Exercise prompt:
Turn every line of the entries below into a JSON list of strings, one string per line, skipping blank lines. Leave the pictures out.

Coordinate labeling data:
__________

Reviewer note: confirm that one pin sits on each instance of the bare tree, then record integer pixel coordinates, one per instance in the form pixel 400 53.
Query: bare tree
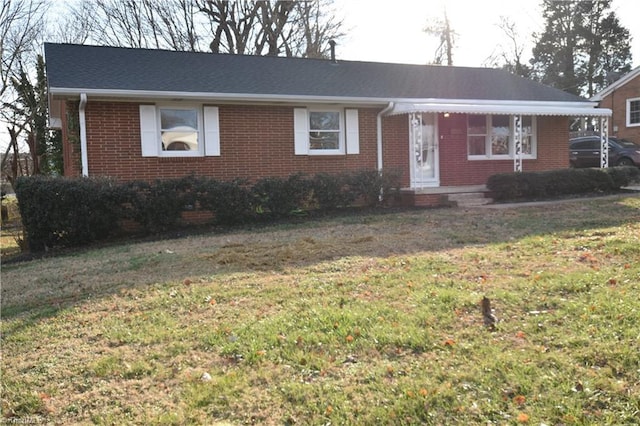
pixel 77 26
pixel 300 29
pixel 273 17
pixel 232 24
pixel 21 24
pixel 441 28
pixel 316 23
pixel 510 56
pixel 167 24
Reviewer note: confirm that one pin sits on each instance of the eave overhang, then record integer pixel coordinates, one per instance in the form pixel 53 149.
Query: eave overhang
pixel 401 105
pixel 570 109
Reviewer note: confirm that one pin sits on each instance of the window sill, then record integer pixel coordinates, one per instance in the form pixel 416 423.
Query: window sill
pixel 500 158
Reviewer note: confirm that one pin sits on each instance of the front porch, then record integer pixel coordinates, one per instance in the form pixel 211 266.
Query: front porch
pixel 450 196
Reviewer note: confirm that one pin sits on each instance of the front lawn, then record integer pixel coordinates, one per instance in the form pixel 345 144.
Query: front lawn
pixel 367 319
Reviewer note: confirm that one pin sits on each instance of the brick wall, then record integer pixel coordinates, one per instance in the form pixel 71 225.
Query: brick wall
pixel 258 141
pixel 456 169
pixel 617 101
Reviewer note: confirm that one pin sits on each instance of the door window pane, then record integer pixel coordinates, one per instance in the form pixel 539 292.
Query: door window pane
pixel 500 135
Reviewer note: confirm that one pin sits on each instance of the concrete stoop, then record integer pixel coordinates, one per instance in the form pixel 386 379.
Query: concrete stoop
pixel 468 199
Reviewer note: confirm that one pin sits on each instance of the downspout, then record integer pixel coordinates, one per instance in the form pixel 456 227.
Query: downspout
pixel 379 132
pixel 83 134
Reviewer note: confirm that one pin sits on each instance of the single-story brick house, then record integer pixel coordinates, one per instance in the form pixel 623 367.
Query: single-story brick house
pixel 623 98
pixel 147 114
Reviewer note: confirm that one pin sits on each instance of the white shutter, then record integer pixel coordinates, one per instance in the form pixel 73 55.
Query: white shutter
pixel 353 131
pixel 301 131
pixel 211 132
pixel 149 131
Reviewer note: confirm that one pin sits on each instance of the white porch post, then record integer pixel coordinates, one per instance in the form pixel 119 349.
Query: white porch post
pixel 604 142
pixel 517 143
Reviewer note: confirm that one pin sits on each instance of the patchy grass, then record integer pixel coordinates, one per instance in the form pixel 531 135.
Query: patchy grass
pixel 370 319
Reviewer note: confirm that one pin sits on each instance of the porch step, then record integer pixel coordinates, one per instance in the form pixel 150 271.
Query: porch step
pixel 468 199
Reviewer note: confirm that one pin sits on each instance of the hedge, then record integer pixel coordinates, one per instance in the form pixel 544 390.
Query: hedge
pixel 60 211
pixel 554 183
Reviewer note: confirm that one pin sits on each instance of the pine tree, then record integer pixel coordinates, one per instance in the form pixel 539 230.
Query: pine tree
pixel 30 114
pixel 582 42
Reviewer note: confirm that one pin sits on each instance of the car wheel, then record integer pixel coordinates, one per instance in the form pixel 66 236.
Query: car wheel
pixel 625 162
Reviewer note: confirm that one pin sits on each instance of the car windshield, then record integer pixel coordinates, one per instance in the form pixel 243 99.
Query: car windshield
pixel 627 144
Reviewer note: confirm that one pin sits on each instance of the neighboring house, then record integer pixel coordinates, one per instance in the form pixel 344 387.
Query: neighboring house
pixel 623 98
pixel 147 114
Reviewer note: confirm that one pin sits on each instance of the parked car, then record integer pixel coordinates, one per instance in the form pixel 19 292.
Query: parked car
pixel 585 152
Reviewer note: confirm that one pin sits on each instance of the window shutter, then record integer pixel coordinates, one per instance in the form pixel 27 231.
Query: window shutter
pixel 211 132
pixel 353 131
pixel 149 131
pixel 301 131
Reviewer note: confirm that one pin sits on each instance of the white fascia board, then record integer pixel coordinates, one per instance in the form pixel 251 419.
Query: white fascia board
pixel 463 105
pixel 524 108
pixel 204 96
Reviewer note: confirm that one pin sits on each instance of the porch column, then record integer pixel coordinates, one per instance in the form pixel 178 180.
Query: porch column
pixel 517 143
pixel 604 142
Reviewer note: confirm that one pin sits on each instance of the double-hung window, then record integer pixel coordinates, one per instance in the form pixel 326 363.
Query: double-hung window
pixel 179 131
pixel 326 131
pixel 633 112
pixel 493 137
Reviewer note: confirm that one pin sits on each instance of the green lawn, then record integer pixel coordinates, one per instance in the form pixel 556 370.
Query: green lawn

__________

Result:
[
  "Reviewer note: confirm that one pin sits on each instance of the bare tree, then record integer pixel coordinates, one per instance in the form pixel 400 53.",
  "Query: bare tree",
  "pixel 77 26",
  "pixel 300 29",
  "pixel 273 17",
  "pixel 232 24",
  "pixel 21 24",
  "pixel 441 28",
  "pixel 316 23",
  "pixel 510 56",
  "pixel 167 24",
  "Reviewer note: confirm that one pin sits on each instance of the eave overhang, then record integer pixel coordinates, one per instance in the form pixel 53 149.",
  "Query: eave overhang",
  "pixel 401 105",
  "pixel 570 109",
  "Reviewer note: confirm that one pin sits on each instance of the window sill, then record integer pixel coordinates, one per instance in the form pixel 416 423.",
  "Query: window sill",
  "pixel 500 158",
  "Reviewer note: confirm that one pin sits on each instance of the front porch, then record integer pixel coordinates, one per instance in the form pixel 211 266.",
  "Query: front porch",
  "pixel 450 196",
  "Reviewer note: confirm that one pin sits on each instance of the front lawn, then record integer pixel coordinates, one per instance in the form pixel 345 144.",
  "Query: front lawn",
  "pixel 367 319",
  "Reviewer note: confirm that one pin sits on each instance of the brick wall, then record integer pixel coordinates, one per instance in the form pixel 71 225.",
  "Query: brick wall",
  "pixel 258 141",
  "pixel 456 169",
  "pixel 617 101",
  "Reviewer note: confirm that one pin sits on each instance of the door window pane, then record integer pixel coordinates, one per instance in the form pixel 539 292.",
  "Query: door window pane",
  "pixel 500 135",
  "Reviewer note: confirm that one pin sits on each instance of the concrete stoop, then record integer pixel coordinates, one per instance in the form pixel 386 379.",
  "Query: concrete stoop",
  "pixel 468 199",
  "Reviewer note: confirm that one pin sits on each instance of the downspout, then record integer pixel coordinates, one per instance in the form pixel 456 227.",
  "Query: downspout",
  "pixel 379 132",
  "pixel 83 134",
  "Reviewer note: confirm that one pin sits on each instance of the single-story brick house, then record integer pixel coordinates, one per instance in the form pixel 623 367.",
  "Query: single-story brick house",
  "pixel 623 98",
  "pixel 147 114",
  "Reviewer note: confirm that one pin sits on each instance of the white shutter, then record integer pixel coordinates, one per instance in the form pixel 73 55.",
  "Query: white shutter",
  "pixel 353 131",
  "pixel 301 131",
  "pixel 211 132",
  "pixel 149 131",
  "Reviewer note: confirm that one pin sits on each instance of the white porch post, then record integer pixel coordinates, one per instance in the form pixel 119 349.",
  "Query: white porch post",
  "pixel 604 142",
  "pixel 517 143",
  "Reviewer note: confirm that one pin sits on each instance of the patchy grass, then record integer pixel coordinates, one per instance in the form pixel 531 135.",
  "Query: patchy grass",
  "pixel 370 319",
  "Reviewer note: confirm that one pin sits on each instance of the porch step, then record integer pixel coordinates, one per instance in the form pixel 150 271.",
  "Query: porch step",
  "pixel 468 199",
  "Reviewer note: confirm that one pin sits on each instance of the hedge, then record integer pixel coordinates, one per instance in the form pixel 544 390.",
  "Query: hedge",
  "pixel 60 211",
  "pixel 554 183",
  "Reviewer note: confirm that one pin sits on each instance of the pine tree, then record integer pixel coordinates, one per instance in the form pixel 539 230.",
  "Query: pine tree",
  "pixel 30 114",
  "pixel 582 42",
  "Reviewer note: confirm that one pin sits on each instance of the car wheel, then record integer pixel coordinates, one per instance in the form pixel 66 236.",
  "Query: car wheel",
  "pixel 625 162",
  "Reviewer note: confirm that one pin sits on each instance of the car windshield, then record integer pixel coordinates, one per instance in the form pixel 243 99.",
  "Query: car windshield",
  "pixel 627 144",
  "Reviewer note: confirm that one pin sits on each instance of the neighboring house, then record integer pixel coordinates, one per instance in the form pixel 344 387.",
  "Query: neighboring house",
  "pixel 623 98",
  "pixel 147 114",
  "Reviewer note: confirm that one pin sits on each instance of the parked car, then record integer pixel coordinates, one per instance in the form pixel 19 292.",
  "Query: parked car",
  "pixel 585 152",
  "Reviewer note: confirm that one pin sits on each instance of the window shutter, then record integer pixel coordinates, one per instance in the form pixel 27 231.",
  "Query: window shutter",
  "pixel 211 132",
  "pixel 353 131",
  "pixel 149 131",
  "pixel 301 131",
  "Reviewer note: confirm that one pin sits on each instance of the white fascia board, then record integer pixel coordinates, one per instance in the form pixel 251 419.",
  "Query: white fascia board",
  "pixel 463 105",
  "pixel 524 108",
  "pixel 204 96",
  "Reviewer note: confirm that one pin sits on each instance of the porch column, then record integer pixel coordinates, one per instance in the form pixel 178 180.",
  "Query: porch column",
  "pixel 517 143",
  "pixel 604 142",
  "Reviewer note: confirm that one pin sits on each instance of the double-hung window, then record integer pixel coordinates, one per instance in the form pixel 326 363.",
  "Query: double-hung window",
  "pixel 179 131",
  "pixel 326 131",
  "pixel 633 112",
  "pixel 493 137",
  "Reviewer note: confirm that one pin sits on each instance of the green lawn, then record integer pixel coordinates, one per instance in the form pixel 556 370.",
  "Query: green lawn"
]